-------- Texte proposé

Depuis le début de notre scolarité, nous avons appris et récité des poésies ! L'exercice était parfois fastidieux et
difficile pour l'enfant que nous étions.
Nous n'avions pas vraiment d'appréciation esthétique du poème.
Ce qui
importait c'était la déclamation devant un parterre d'admirateurs.
Les parents n'étaient pas non plus très sensible au
texte, car ils venaient écouter l'enfant plus que le texte.
Nous avons grandi au milieu de ces étranges objets de
langage qu'étaient les poèmes.
Mais savions nous ce qui fait qu'un texte devient poème ?
Adolescent, nous avons exprimé nos désirs, nos larmes, notre amour dans des poèmes et le poème était une voix
pour donner corps à nos attentes, donner corps à nos rancoeurs, nos refus, nos révoltes, jusqu'au jour où chacun
d'entre nous est rentré dans le monde du travail.
On devient quelqu'un de sérieux - ce qui veut dire qui vit le
rapport au langage sur un mode empirique - et on oublie cet étrange voix de la poésie, pour entrer dans le monde
du langage pratique qui n'a que faire de la création de la parole.
Tout au long de cette histoire des mots, avons nous compris ce qu'était la poésie ? Est-ce une affaire sérieuse ?
Est-ce une affaire tout court ? En quel sens est-elle un art ? Et qu'est-ce que la poésie ?
Le poète travaille sur un matériau qui semble a priori bien ingrat, le langage.
Les mots dans leur usage empirique
sont comme la monnaie que l'on se passe de main en main, qui s'use et à laquelle on ne prête guère d'attention.
La
monnaie n'est qu'un intermédiaire de l'échange.
Les mots sont usés par le bavardage, usé dans la communication,
usés pas la boulimie de paroles des média, usés par le discours commercial, la rhétorique politique, enrégimentés
dans le discours scientifique.
Alors comment pourrait-il y avoir une « autre » parole, une parole poétique ?
1) La frontière entre la prose ordinaire et la poésie est ténue.
Un document administratif est écrit dans langage
strict dans son usage, sans fioriture.
Froid et glacial est le règlement intérieur, à moins que le caprice d'un employé
n'y glisse, comme par mégarde, une jolie tournure.

----------------
-------- Matériel fourni

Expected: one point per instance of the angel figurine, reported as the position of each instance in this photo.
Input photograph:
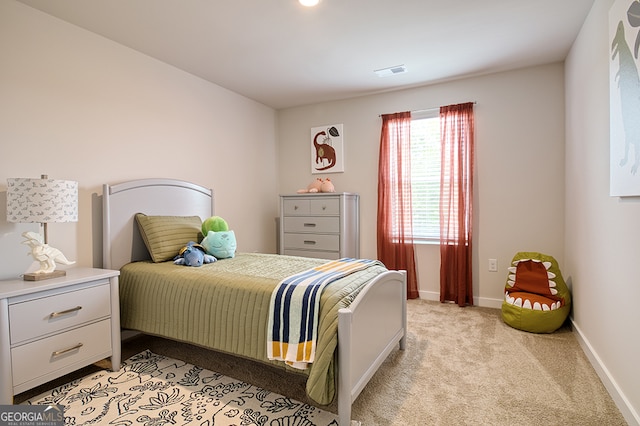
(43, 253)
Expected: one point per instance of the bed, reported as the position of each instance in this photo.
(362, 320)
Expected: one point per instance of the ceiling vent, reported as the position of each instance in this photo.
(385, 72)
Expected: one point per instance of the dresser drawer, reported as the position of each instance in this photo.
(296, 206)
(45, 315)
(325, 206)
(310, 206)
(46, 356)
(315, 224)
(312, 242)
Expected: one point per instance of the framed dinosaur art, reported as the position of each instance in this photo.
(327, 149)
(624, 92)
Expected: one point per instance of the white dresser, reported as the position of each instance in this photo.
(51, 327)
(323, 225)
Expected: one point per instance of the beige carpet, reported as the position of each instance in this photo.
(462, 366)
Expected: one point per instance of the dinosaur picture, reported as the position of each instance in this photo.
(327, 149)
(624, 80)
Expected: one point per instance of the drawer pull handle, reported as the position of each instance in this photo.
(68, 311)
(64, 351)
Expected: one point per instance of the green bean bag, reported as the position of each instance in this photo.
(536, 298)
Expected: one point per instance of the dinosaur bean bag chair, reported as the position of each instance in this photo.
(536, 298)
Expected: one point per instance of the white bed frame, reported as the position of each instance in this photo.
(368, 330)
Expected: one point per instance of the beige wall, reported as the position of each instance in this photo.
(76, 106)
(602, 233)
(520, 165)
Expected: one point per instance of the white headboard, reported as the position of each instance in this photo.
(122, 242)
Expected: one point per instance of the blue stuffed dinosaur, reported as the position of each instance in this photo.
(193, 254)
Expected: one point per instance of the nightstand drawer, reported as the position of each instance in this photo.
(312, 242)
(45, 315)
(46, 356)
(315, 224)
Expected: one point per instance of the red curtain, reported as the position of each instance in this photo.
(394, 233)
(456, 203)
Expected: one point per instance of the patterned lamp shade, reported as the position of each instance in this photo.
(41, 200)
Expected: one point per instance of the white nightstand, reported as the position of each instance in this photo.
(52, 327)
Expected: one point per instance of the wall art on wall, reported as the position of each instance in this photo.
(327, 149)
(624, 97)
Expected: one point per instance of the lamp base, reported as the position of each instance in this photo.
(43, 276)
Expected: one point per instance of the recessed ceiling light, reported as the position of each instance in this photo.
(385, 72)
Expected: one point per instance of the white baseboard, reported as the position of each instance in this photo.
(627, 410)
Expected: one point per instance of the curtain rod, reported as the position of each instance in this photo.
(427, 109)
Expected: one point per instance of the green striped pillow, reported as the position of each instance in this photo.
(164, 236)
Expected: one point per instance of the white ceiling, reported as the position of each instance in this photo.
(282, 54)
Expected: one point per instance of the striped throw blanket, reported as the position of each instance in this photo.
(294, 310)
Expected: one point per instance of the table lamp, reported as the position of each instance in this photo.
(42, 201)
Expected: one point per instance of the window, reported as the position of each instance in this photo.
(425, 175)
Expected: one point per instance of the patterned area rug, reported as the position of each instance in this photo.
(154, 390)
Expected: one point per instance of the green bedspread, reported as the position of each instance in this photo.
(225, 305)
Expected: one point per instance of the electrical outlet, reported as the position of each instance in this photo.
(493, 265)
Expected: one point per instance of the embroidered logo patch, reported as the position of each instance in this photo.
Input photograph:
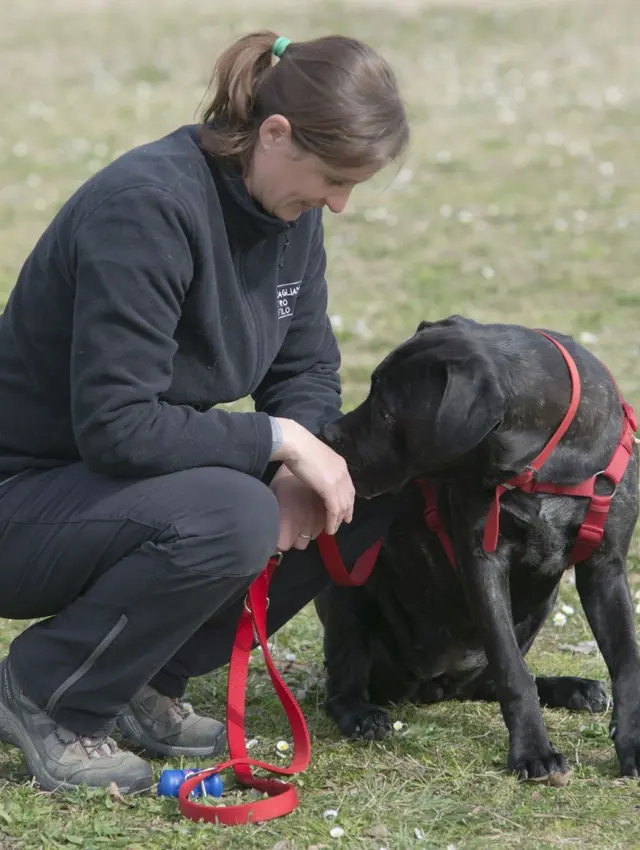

----------------
-------- Matériel fourni

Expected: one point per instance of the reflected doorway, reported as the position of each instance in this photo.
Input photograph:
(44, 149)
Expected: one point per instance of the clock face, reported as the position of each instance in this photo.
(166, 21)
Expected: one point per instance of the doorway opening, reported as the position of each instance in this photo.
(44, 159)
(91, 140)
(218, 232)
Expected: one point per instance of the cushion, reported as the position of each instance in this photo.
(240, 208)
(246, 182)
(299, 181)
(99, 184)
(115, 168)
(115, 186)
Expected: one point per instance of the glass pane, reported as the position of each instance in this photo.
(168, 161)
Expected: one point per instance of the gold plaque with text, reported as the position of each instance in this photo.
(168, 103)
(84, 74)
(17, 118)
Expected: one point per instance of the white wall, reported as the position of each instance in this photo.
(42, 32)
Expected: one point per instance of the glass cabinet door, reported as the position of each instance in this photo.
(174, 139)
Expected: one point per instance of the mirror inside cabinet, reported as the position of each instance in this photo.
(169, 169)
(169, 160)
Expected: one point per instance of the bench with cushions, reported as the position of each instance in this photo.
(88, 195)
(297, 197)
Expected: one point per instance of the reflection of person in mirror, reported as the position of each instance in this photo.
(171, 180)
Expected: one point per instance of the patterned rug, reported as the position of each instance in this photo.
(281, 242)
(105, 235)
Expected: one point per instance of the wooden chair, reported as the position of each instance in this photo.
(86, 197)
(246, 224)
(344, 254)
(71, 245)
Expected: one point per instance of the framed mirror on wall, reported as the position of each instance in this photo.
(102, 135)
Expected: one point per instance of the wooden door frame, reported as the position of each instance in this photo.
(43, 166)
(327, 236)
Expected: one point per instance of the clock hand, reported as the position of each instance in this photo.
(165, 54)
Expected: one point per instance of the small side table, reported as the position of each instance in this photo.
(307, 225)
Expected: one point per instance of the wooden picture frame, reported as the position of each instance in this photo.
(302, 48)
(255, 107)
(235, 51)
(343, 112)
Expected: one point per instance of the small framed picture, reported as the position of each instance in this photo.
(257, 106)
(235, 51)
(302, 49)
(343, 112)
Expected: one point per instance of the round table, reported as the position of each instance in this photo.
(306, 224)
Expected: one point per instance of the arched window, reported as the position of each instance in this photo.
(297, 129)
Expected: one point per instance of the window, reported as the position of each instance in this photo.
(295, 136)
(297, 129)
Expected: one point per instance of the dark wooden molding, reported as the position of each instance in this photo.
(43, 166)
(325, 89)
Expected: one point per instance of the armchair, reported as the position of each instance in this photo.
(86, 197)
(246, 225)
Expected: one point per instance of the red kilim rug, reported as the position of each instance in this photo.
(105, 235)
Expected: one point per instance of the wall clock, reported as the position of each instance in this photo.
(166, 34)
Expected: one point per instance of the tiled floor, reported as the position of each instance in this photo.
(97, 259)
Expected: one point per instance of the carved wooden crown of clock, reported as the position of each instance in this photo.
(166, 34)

----------------

## Consigne A
Citez mot pour mot le texte sur la poésie, en commençant à « Est-ce une affaire tout » et en terminant à « ingrat, le langage. ».
## Consigne B
En vous appuyant sur le texte sur la poésie, expliquez en une à trois phrases pourquoi les parents n'étaient guère sensibles au poème que récitait l'enfant.

## Réponse attendue A
Est-ce une affaire tout court ? En quel sens est-elle un art ? Et qu'est-ce que la poésie ?
Le poète travaille sur un matériau qui semble a priori bien ingrat, le langage.

## Réponse attendue B
Les parents n'étaient pas très sensibles au texte parce qu'ils venaient écouter l'enfant plutôt que le texte.